**What to produce:** Return only the lines from the top of the material through the line marked by "positive clicks: (489, 132) (486, 134)", unaltered.

----

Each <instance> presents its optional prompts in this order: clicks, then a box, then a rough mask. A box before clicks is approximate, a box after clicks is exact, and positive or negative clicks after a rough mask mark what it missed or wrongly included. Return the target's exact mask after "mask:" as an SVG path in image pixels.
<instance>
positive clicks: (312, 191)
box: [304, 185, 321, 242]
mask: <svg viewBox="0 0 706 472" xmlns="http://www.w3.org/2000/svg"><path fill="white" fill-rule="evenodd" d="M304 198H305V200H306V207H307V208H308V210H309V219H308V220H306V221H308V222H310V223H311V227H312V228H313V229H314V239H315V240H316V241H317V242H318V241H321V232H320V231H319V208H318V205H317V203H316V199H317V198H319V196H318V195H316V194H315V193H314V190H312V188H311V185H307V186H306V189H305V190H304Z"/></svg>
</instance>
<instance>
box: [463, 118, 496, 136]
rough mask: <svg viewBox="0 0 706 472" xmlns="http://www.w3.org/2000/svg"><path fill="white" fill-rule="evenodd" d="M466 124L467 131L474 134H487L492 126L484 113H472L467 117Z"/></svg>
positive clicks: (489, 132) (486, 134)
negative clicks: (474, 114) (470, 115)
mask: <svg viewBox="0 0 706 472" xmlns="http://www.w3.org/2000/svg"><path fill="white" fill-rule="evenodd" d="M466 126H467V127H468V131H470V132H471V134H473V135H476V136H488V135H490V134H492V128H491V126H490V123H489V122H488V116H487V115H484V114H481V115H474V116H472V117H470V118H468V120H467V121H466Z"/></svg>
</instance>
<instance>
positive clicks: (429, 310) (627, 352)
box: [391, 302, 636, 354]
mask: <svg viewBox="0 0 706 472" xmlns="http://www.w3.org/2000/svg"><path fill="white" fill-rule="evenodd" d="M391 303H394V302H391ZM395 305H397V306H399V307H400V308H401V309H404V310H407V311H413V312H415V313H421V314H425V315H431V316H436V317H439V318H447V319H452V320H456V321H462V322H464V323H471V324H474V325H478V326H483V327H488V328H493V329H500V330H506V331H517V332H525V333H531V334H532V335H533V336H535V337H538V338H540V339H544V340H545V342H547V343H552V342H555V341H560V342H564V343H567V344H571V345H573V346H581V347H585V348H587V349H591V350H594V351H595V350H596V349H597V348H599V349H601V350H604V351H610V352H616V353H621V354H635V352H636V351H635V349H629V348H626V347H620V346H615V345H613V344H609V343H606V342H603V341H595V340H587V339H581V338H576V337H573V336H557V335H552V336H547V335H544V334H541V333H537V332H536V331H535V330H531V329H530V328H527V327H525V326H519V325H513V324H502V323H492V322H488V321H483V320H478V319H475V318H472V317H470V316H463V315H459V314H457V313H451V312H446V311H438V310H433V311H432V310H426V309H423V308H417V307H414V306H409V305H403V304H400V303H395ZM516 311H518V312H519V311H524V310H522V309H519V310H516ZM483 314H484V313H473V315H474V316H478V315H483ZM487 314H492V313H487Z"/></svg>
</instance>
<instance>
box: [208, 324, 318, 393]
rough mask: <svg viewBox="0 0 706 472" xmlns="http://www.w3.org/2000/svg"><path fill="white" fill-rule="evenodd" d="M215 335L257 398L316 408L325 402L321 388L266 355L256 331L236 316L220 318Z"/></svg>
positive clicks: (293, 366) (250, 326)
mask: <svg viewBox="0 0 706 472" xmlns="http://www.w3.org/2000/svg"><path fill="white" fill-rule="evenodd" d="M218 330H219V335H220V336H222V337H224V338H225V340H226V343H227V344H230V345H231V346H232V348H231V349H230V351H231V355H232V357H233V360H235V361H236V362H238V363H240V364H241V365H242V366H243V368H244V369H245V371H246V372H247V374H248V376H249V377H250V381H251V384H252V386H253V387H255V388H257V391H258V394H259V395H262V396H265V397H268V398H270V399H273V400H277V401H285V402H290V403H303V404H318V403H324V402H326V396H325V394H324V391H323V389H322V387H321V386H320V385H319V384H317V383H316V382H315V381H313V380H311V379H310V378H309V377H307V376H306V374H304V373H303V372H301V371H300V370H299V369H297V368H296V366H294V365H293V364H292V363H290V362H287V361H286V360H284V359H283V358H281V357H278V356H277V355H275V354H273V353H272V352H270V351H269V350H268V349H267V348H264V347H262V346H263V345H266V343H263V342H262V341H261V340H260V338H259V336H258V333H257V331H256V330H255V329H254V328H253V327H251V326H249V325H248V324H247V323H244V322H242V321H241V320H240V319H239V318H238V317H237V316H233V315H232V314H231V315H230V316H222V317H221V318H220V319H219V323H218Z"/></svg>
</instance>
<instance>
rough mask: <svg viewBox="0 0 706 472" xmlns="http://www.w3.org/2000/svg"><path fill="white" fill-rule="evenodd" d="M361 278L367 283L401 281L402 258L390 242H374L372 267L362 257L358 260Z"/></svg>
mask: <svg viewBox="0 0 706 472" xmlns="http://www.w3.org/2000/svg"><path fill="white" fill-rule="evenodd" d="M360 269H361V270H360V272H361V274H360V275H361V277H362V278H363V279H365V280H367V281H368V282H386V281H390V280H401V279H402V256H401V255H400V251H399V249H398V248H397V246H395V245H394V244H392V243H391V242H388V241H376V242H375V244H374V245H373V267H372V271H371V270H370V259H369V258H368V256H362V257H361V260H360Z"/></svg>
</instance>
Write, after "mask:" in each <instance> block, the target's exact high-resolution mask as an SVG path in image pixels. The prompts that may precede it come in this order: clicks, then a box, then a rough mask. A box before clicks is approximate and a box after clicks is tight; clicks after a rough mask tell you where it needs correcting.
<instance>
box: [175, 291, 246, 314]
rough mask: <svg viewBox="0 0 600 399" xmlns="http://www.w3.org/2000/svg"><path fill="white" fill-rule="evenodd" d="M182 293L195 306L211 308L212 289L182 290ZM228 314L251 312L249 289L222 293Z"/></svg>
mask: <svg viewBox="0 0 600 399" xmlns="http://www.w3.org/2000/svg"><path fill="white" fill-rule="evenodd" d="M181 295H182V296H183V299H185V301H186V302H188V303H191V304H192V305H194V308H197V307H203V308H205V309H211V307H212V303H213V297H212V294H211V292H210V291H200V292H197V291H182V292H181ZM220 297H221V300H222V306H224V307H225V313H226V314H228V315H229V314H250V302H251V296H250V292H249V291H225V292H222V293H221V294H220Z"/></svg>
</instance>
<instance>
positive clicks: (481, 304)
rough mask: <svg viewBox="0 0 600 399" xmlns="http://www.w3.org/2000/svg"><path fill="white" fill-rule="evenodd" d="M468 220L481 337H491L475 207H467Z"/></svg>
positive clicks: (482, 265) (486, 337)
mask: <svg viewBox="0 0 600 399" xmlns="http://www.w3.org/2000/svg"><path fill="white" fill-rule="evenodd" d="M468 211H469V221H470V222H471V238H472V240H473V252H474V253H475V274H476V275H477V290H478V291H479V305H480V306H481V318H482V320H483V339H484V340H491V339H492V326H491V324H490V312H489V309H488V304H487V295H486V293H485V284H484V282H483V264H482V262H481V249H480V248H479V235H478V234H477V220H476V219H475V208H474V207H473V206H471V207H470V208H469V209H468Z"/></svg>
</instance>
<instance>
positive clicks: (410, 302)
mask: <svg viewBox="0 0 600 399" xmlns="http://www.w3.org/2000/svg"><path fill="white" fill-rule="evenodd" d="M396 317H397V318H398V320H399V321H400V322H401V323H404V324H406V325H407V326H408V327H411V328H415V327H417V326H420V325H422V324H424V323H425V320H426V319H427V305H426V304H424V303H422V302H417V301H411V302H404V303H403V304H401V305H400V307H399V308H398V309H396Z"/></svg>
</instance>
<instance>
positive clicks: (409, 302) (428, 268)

----

**Your solution:**
Each <instance> presents its optional prompts in this order: clicks, then a box, then a rough mask. A box before clicks is approximate, a box after clicks is exact, and positive or negative clicks after a rough mask mark what it missed or wrongly included. Return the target's exact mask after "mask:" as an SVG path in image pixels.
<instance>
positive clicks: (312, 191)
box: [304, 185, 321, 242]
mask: <svg viewBox="0 0 706 472" xmlns="http://www.w3.org/2000/svg"><path fill="white" fill-rule="evenodd" d="M304 198H305V200H306V207H307V208H308V210H309V219H308V220H306V221H308V222H310V223H311V227H312V228H313V229H314V239H315V240H316V241H317V242H318V241H321V232H320V231H319V208H318V205H317V203H316V199H317V198H319V196H318V195H316V194H315V193H314V190H312V188H311V185H307V186H306V189H305V190H304Z"/></svg>
</instance>
<instance>
box: [463, 118, 496, 136]
rough mask: <svg viewBox="0 0 706 472" xmlns="http://www.w3.org/2000/svg"><path fill="white" fill-rule="evenodd" d="M466 124L467 131L474 134H487L492 126L484 113H472L467 117Z"/></svg>
positive clicks: (489, 132) (486, 134)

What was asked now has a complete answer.